**Labeled-object pointing entries**
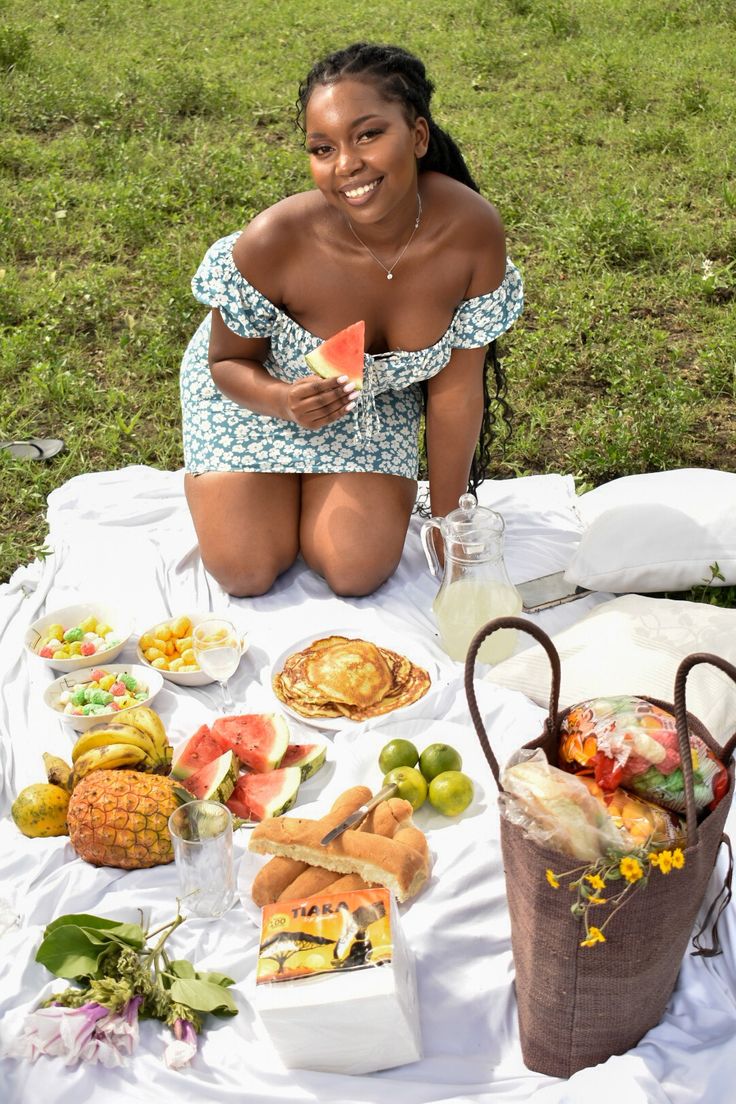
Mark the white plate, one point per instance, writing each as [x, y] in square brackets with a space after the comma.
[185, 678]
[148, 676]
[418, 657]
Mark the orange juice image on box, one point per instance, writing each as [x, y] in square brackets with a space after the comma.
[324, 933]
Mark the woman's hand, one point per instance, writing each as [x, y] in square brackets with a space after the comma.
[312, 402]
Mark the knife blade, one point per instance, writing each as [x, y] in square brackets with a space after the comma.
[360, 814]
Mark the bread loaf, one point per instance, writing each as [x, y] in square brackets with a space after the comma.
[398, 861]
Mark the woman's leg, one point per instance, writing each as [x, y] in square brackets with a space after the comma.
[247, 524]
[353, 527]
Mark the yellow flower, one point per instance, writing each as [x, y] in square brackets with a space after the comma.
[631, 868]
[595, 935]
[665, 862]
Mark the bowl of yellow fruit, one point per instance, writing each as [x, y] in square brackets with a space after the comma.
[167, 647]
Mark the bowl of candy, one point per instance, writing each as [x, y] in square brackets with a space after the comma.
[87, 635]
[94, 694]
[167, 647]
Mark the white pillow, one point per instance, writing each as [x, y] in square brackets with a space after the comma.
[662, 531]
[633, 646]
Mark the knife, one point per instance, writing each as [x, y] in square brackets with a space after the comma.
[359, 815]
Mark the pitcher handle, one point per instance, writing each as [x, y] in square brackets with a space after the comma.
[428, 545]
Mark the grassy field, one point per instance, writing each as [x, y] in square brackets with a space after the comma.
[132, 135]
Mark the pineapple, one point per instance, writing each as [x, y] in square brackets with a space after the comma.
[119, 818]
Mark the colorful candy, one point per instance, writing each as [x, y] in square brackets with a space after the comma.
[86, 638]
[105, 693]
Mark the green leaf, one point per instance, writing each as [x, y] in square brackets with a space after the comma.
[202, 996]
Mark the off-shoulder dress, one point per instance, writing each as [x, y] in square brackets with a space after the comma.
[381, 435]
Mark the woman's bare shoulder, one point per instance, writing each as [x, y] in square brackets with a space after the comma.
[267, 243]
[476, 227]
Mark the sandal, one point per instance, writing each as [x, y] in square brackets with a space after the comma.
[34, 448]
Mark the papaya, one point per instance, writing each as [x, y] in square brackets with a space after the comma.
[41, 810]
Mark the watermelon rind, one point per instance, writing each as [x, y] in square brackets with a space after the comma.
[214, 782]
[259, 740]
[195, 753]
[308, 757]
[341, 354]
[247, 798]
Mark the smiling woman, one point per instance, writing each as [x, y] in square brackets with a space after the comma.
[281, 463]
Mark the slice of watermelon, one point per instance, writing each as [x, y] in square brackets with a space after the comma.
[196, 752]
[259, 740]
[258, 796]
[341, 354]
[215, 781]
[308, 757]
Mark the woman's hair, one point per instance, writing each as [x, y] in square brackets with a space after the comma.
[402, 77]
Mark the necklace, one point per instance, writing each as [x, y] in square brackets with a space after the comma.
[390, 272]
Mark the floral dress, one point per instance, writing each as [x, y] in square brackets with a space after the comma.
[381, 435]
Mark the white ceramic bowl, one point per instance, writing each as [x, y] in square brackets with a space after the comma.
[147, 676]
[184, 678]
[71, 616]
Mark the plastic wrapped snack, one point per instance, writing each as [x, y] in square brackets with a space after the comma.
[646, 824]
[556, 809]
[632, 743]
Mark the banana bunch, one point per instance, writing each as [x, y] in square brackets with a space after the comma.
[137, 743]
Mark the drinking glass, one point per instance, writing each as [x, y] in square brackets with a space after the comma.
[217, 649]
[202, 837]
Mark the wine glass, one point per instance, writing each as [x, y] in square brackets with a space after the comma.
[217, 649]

**Task directions**
Rewrite the whole listing, changing every "Mark" to "Point to" and leaving everything else unchanged. Leave the pictures out of your answer.

**Reply to the task**
Point to the white plate, one point per instance, writing each as [x, y] in square brackets with a space after the comma.
[185, 678]
[148, 676]
[418, 657]
Point to the orange juice image on box, one point per instance, writing each as [x, y] in square brackets with a space after the comma.
[324, 933]
Point to the woman's hand, one point per instance, writing each as [x, y] in square brackets with a space after the comma.
[312, 402]
Point to the knife blade, one point per instance, writing each as [x, y] in square brackets with a space after the comma.
[360, 814]
Point to the bread loaf, one point per instance, writing each as [x, y] in square brackets with a space after the comma.
[398, 861]
Point to the woman's leg, one point per instance, writing each as [x, y] in square brackets with a space after the comma.
[247, 524]
[353, 527]
Point to the yellow flower, one point per instance, writing each as [x, y] in square brackets with a space after the comma.
[631, 868]
[595, 935]
[665, 862]
Point to the bowl of yellow fruit, one point per instance, writing each as [x, y] in square brackets with a space after the comma.
[167, 647]
Point to the bowl of candy, one point per instance, writing each as [x, y] in square brackets with a space after the comma.
[87, 635]
[94, 694]
[167, 647]
Point to the white pillow, one point per instance, writing each as [x, y] in square brackets with a space after the comma.
[662, 531]
[633, 646]
Point to the knife, one point per instance, writing each as [x, y] in square brackets with a space after the comma.
[359, 815]
Point to the pitcher handle, one point per instance, writing each as [x, y] in square brackets with a space after the comma.
[428, 545]
Point to the grassy field, one point per instance, writing each as [x, y] in square brackets with a space after the comma.
[132, 135]
Point to the pineapple, one point per instance, writing each as [x, y] in square brackets with a space after the comma.
[119, 818]
Point to the colorful candy, one point per instance, writing each as [x, y] in square brackets with a space after the comma.
[86, 638]
[105, 693]
Point to the green leaf, one point per instance, writing each as [x, y] in square brackets with a space after the comma.
[202, 996]
Point to the off-shoulder dress, one point per instance, writing each as [x, y] in square brackets with a space after the comma.
[381, 435]
Point to the woman's bare shoulder, one point per instance, writing each as [x, y] in square brackets with a space after the comma.
[267, 243]
[476, 227]
Point to the sandal, one point per instance, writing each as [x, y] in square brackets with a space after the comma.
[34, 448]
Point to the papaya, one point per instance, writing each as [x, y] in square brackets with a space after the comma.
[41, 810]
Point to the watermelon rind, one point per instance, writing each as [x, y] in square brackets with a space after the comma.
[214, 782]
[259, 740]
[195, 753]
[308, 757]
[341, 354]
[247, 798]
Point to the smiling woman, one point per instance, writing each as [x, y] in square brackets with a space after the comma.
[281, 463]
Point to the slice of watermelon, one point per instance, writing each as [x, y] in square brackets with a space after the comma.
[196, 752]
[259, 740]
[258, 796]
[341, 354]
[215, 781]
[308, 757]
Point to the woman's hair, one point per instance, writing each as [x, y] in square brackets with a space after the comma.
[402, 77]
Point to the necklace, one point per instance, writing each as [x, y] in square brackets with a space after the comma.
[390, 272]
Point to the floral dress, one point per instance, writing each as [x, y] in square brackets with a space after the comma.
[381, 435]
Point to the white ceramic bowl, one point per instance, writing each as [x, y] in square brackets with a space after the comma.
[147, 676]
[184, 678]
[71, 616]
Point to the plastic wrapped snack, one point per instance, writing each as [x, y] in square brackets with a space after the comma.
[646, 824]
[556, 809]
[632, 743]
Point to the banana bunch, one point per instance, writing each as [x, y] in square brackets with a space after the comma.
[137, 743]
Point to the drinking glass, one point per instance, writing each as [x, y] in square brackets with a space after the comma.
[217, 649]
[202, 837]
Point to the wine glass, one point per instance, writing each as [x, y] in square brackets with a space after the comma.
[217, 649]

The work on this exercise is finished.